[The problem] Restate word for word the opening line of the data below and every line after it until the line with "Target: wooden plank", that line too, but not the pictures.

[Image-grounded pointing data]

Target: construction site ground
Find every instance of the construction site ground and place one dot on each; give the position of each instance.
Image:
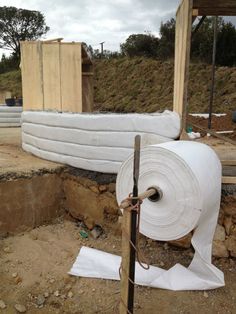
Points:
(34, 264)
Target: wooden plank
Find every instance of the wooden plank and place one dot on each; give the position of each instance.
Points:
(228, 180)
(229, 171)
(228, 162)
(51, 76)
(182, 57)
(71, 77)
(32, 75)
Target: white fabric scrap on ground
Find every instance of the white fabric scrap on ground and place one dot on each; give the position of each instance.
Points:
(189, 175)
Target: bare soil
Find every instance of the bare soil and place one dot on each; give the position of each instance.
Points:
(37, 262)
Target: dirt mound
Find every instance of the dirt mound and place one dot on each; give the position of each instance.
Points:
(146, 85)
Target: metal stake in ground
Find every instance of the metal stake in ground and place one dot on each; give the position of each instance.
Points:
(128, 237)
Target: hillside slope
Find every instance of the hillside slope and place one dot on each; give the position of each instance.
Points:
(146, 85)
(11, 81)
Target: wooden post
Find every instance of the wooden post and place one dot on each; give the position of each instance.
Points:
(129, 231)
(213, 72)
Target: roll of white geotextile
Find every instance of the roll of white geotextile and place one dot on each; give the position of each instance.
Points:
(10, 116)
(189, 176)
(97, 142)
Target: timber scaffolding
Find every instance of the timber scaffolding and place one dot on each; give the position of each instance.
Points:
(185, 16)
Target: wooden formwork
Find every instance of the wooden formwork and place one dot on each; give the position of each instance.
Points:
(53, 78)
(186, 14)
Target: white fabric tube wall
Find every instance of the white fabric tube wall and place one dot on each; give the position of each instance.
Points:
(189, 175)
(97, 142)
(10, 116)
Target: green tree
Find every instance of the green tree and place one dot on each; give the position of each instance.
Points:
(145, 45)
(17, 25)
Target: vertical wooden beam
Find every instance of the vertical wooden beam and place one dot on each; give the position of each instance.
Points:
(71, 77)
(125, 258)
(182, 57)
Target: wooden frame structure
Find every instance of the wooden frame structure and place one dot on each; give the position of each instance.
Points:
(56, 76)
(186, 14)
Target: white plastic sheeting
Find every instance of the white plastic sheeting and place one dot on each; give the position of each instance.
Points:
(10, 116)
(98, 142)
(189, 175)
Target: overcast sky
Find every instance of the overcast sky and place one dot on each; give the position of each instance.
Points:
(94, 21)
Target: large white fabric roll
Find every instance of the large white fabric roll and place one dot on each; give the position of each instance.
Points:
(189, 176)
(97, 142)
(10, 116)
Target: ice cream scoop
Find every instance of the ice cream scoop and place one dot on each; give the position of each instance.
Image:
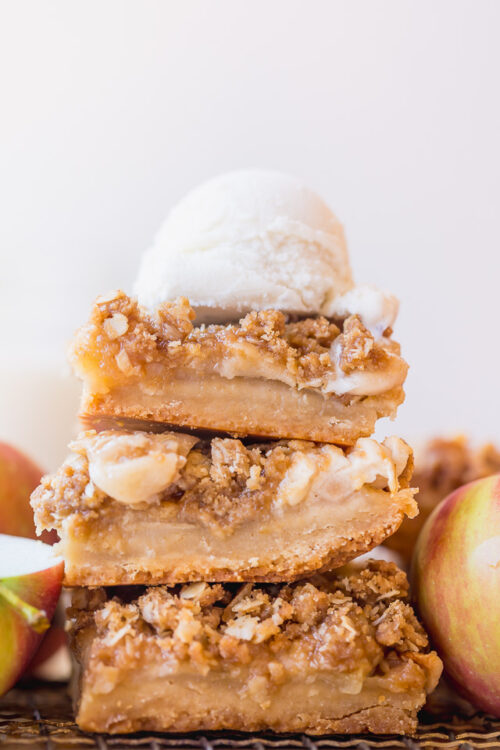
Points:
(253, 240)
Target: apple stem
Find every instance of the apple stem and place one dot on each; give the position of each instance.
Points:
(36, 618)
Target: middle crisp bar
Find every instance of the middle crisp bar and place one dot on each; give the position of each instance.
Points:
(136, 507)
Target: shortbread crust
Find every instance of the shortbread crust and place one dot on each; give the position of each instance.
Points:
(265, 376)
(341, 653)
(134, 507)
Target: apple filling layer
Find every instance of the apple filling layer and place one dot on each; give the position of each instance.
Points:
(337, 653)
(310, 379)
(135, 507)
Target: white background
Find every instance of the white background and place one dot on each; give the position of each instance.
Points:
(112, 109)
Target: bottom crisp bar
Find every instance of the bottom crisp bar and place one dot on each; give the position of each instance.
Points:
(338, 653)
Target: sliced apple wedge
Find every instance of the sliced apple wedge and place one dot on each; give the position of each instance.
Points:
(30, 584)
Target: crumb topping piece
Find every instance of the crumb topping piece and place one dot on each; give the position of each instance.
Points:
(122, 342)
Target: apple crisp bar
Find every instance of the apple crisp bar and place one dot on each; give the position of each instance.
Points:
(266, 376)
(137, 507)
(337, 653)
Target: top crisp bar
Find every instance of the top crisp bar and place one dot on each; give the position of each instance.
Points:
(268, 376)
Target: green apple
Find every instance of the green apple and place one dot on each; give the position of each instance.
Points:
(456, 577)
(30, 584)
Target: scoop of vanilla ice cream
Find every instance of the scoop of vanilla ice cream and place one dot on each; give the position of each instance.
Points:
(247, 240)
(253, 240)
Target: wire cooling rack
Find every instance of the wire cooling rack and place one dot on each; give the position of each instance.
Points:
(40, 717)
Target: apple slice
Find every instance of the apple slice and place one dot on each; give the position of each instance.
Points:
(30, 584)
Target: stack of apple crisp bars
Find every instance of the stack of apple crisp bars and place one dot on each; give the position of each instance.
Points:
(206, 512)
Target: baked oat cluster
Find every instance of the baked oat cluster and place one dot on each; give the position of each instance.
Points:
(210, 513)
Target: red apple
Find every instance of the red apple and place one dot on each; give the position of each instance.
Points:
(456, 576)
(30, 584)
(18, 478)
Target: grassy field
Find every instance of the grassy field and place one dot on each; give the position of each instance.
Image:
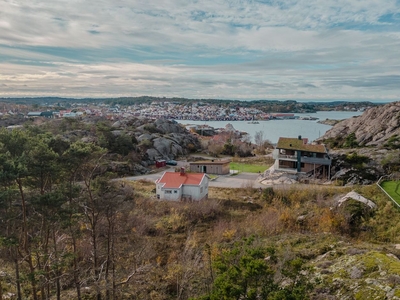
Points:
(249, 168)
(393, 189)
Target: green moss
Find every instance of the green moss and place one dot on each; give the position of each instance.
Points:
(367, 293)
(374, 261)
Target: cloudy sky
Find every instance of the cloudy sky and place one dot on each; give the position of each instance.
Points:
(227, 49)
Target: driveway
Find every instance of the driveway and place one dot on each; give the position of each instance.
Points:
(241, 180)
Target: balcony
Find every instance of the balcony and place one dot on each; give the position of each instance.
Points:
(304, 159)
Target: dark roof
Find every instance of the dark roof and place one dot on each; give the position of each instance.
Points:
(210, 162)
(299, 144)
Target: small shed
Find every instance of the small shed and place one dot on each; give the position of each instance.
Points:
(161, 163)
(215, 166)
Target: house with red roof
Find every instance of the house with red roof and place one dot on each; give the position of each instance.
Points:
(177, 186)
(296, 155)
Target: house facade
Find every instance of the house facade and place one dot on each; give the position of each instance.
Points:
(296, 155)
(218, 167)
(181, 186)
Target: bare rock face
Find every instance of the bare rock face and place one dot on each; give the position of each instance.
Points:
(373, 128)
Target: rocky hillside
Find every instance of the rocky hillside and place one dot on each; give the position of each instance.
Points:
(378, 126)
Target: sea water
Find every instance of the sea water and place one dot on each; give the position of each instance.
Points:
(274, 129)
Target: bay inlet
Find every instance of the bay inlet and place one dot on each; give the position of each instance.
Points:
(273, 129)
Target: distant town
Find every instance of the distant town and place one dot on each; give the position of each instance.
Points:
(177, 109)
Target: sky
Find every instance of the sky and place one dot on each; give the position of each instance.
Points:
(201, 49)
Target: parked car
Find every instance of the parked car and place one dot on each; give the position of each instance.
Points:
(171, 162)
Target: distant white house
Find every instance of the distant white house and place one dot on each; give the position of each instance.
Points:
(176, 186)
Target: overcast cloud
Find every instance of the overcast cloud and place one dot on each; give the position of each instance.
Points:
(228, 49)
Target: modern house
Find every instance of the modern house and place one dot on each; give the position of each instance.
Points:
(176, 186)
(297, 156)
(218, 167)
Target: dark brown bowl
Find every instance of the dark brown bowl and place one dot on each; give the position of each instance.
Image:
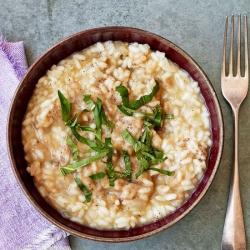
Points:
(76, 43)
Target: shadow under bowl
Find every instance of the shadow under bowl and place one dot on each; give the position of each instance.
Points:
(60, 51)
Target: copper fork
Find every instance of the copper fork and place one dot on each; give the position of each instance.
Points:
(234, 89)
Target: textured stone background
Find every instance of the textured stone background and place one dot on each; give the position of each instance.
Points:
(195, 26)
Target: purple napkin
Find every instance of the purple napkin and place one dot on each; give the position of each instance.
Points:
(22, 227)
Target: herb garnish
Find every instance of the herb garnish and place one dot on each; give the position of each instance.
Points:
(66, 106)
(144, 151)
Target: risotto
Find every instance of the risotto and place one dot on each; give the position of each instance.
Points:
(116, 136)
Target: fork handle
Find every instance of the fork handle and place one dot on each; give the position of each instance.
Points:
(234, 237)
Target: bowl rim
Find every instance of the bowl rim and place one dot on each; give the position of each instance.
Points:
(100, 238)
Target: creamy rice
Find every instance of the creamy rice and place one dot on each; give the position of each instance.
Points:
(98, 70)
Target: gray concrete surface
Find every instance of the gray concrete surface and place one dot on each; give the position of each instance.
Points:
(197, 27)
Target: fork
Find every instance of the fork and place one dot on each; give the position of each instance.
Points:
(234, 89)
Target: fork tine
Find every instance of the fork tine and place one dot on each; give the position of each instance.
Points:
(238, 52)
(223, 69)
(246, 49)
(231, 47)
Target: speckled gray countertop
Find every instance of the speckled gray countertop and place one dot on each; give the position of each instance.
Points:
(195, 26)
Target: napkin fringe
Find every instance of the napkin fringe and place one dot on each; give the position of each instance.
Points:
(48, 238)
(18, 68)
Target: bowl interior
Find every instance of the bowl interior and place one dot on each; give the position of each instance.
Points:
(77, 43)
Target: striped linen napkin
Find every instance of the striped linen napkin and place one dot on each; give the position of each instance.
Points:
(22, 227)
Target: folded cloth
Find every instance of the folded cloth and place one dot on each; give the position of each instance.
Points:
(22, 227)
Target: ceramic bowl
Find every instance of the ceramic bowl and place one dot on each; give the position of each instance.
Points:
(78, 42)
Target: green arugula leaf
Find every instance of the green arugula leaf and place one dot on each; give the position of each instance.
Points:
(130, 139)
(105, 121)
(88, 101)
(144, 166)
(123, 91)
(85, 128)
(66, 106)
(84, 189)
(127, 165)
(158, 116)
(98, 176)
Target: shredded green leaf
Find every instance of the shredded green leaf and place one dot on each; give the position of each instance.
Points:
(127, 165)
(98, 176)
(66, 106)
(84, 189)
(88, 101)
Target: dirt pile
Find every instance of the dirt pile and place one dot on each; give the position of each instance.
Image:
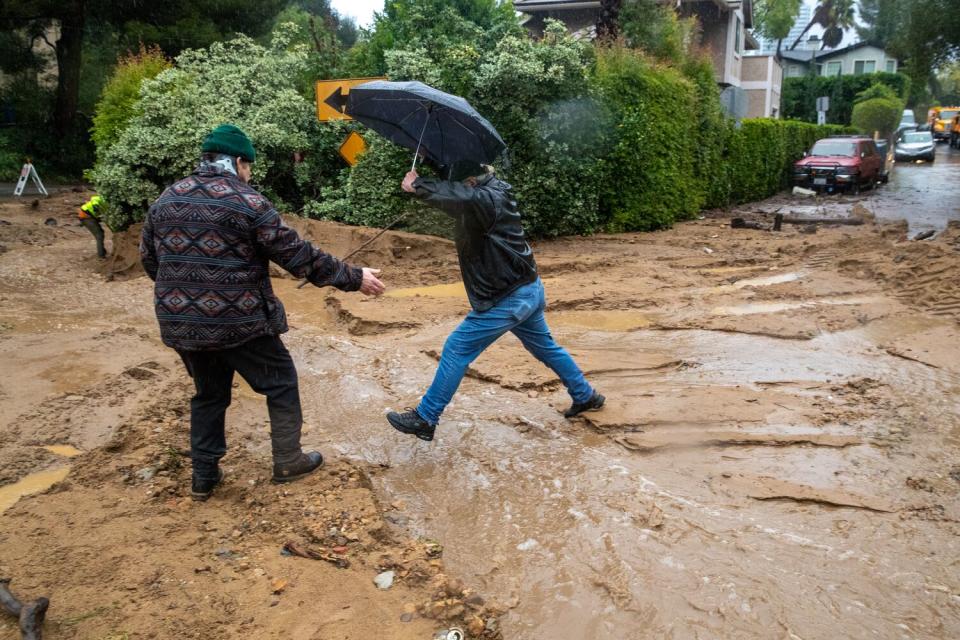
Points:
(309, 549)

[Your response]
Target: construction site ground
Find every instance of the construction site ground and place one dot on each; give the position of each instance.
Image:
Points:
(34, 264)
Target: wooden plank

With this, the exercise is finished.